(Object location annotation data)
....................

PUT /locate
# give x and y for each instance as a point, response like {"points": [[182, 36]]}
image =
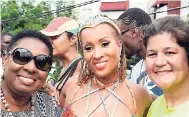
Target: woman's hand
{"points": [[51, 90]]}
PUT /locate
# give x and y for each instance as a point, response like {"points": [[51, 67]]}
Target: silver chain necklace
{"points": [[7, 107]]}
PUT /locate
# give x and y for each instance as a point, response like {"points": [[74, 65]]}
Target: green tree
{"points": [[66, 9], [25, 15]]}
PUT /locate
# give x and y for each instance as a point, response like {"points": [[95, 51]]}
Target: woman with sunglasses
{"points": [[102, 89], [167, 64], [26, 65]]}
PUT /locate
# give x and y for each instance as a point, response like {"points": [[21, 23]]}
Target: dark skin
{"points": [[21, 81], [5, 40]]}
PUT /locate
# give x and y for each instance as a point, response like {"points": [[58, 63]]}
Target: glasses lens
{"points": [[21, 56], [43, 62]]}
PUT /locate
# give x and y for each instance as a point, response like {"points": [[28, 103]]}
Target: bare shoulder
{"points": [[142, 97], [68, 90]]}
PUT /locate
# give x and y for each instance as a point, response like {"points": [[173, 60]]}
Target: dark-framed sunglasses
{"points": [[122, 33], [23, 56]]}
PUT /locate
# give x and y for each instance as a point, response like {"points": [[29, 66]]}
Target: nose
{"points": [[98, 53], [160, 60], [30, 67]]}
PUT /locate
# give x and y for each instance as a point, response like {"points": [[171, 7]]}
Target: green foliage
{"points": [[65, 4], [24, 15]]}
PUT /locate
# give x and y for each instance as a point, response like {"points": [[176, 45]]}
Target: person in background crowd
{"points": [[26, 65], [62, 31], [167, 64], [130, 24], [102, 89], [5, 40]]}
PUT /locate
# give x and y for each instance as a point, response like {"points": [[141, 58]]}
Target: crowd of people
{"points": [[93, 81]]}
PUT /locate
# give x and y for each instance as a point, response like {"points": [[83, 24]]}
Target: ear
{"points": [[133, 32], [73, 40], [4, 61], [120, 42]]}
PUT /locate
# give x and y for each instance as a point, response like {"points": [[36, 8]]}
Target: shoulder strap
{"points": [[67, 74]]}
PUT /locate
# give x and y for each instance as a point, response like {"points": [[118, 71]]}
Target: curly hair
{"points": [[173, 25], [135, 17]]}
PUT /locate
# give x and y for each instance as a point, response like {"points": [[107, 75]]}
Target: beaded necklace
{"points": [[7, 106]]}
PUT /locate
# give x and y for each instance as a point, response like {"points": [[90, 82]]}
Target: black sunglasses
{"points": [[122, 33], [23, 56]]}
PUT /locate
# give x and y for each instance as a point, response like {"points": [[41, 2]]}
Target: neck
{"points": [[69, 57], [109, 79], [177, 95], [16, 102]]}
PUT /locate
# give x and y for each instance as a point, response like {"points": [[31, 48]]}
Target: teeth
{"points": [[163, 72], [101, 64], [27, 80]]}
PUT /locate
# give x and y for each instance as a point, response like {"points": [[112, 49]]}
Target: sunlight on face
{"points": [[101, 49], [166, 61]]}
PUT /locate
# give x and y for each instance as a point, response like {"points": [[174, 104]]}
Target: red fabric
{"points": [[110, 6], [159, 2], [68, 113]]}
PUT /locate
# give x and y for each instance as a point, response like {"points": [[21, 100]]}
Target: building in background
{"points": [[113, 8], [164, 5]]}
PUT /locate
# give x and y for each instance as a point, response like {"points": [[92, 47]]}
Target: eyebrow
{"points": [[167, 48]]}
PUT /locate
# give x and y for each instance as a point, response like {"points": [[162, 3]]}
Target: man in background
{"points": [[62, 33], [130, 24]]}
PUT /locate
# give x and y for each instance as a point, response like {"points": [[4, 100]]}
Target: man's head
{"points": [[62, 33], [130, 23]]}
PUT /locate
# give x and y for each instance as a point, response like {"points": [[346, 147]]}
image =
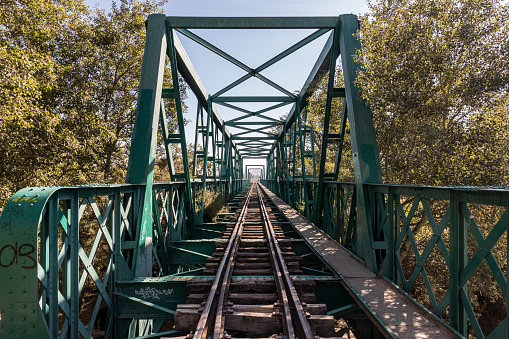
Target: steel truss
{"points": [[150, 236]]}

....................

Transcribe the whole listing exactly. Pictures are excluded.

PUT /locate
# give x and y for each instance as a point, response like {"points": [[182, 36]]}
image =
Target: woman's hand
{"points": [[51, 90]]}
PUT /locate
# give x and y for each instance as a point, response like {"points": [[51, 67]]}
Target: silver chain necklace
{"points": [[7, 107]]}
PUT /locate
# give x and y for each instance as a point, response like {"points": [[74, 65]]}
Target: green tree
{"points": [[66, 9], [25, 15]]}
PUT /locate
# give x and y for each instance as a point, response like {"points": [[95, 51]]}
Target: woman with sunglasses
{"points": [[102, 89], [167, 64], [26, 65]]}
PUT /locate
# give x and y for each instance as a point, response like {"points": [[21, 23]]}
Target: dark skin
{"points": [[21, 81], [5, 40]]}
PUT /locate
# give x and y for each instance as a point, response like {"points": [[58, 63]]}
Target: glasses lens
{"points": [[21, 56], [43, 62]]}
PUT /locate
# give x and y for each instance as a point, response like {"points": [[28, 103]]}
Target: bare shoulder
{"points": [[142, 97], [68, 90]]}
PUT /locate
# give x and y for each instance as a point, response like {"points": [[173, 60]]}
Target: dark-framed sunglasses
{"points": [[122, 33], [23, 56]]}
PUT /locate
# give x and y for each instance as a point, response like {"points": [[29, 66]]}
Target: nose
{"points": [[98, 53], [160, 60], [30, 67]]}
PUT /locate
# give x and y for each instance as a point, response like {"points": [[171, 7]]}
Target: green foliage
{"points": [[65, 4], [24, 15]]}
PUT /locate
# give x and y for each instance as a point, response like {"points": [[176, 45]]}
Target: person in background crowd
{"points": [[26, 65], [62, 31], [167, 64], [130, 24], [102, 89], [5, 40]]}
PUT /locate
# give x and y for each instance as a point, response like {"points": [[141, 58]]}
Target: crowd of people
{"points": [[93, 81]]}
PUT /locate
# give x and y for each instance as a point, response like {"points": [[83, 24]]}
Target: ear
{"points": [[133, 32], [73, 40], [4, 61], [120, 42]]}
PUT /locate
# give x and y for each instance as a point, response like {"points": [[36, 8]]}
Target: shoulder strap
{"points": [[67, 74]]}
PUT /locate
# give x and y for each instance as a point, response like {"points": [[118, 71]]}
Target: curly hair
{"points": [[173, 25], [135, 17]]}
PUT /locate
# give x and y for each instance as a point, response like {"points": [[107, 75]]}
Target: beaded necklace
{"points": [[7, 106]]}
PUT /locate
# give x and y for each instance as a point, response like {"points": [[90, 82]]}
Target: black sunglasses
{"points": [[122, 33], [23, 56]]}
PUT /locate
# give x and y for each instance as a point, response like {"points": [[41, 2]]}
Target: neck
{"points": [[69, 57], [109, 79], [177, 95], [16, 102]]}
PUT /locate
# give x and y for each instance as a point, response like {"points": [[31, 48]]}
Target: teeth
{"points": [[163, 72], [101, 64], [27, 80]]}
PUT /locate
# give x and y for each instance as a point, response like {"points": [[112, 49]]}
Target: sunlight on face
{"points": [[101, 49], [166, 61]]}
PUT /locate
# give x and y for each instance as a point, response like {"points": [[174, 104]]}
Target: red fabric
{"points": [[110, 6], [159, 2], [68, 113]]}
PUT /locate
# give x and y for each instance as a point, response like {"points": [[21, 100]]}
Target: building in background
{"points": [[113, 8], [164, 5]]}
PUT /locate
# give x and y for each instance as a point, response like {"points": [[92, 47]]}
Target: eyebrow
{"points": [[167, 48]]}
PUT /locate
# give x and y for each instance as a point, response like {"points": [[162, 3]]}
Target: man in background
{"points": [[62, 33], [130, 24]]}
PUT /locate
# give x and y for each instance as a point, response like {"points": [[4, 100]]}
Target: man's head
{"points": [[62, 33], [130, 23]]}
PUT /locate
# give x and y for each instance as a point, response like {"points": [[346, 147]]}
image =
Target: steel truss
{"points": [[150, 236]]}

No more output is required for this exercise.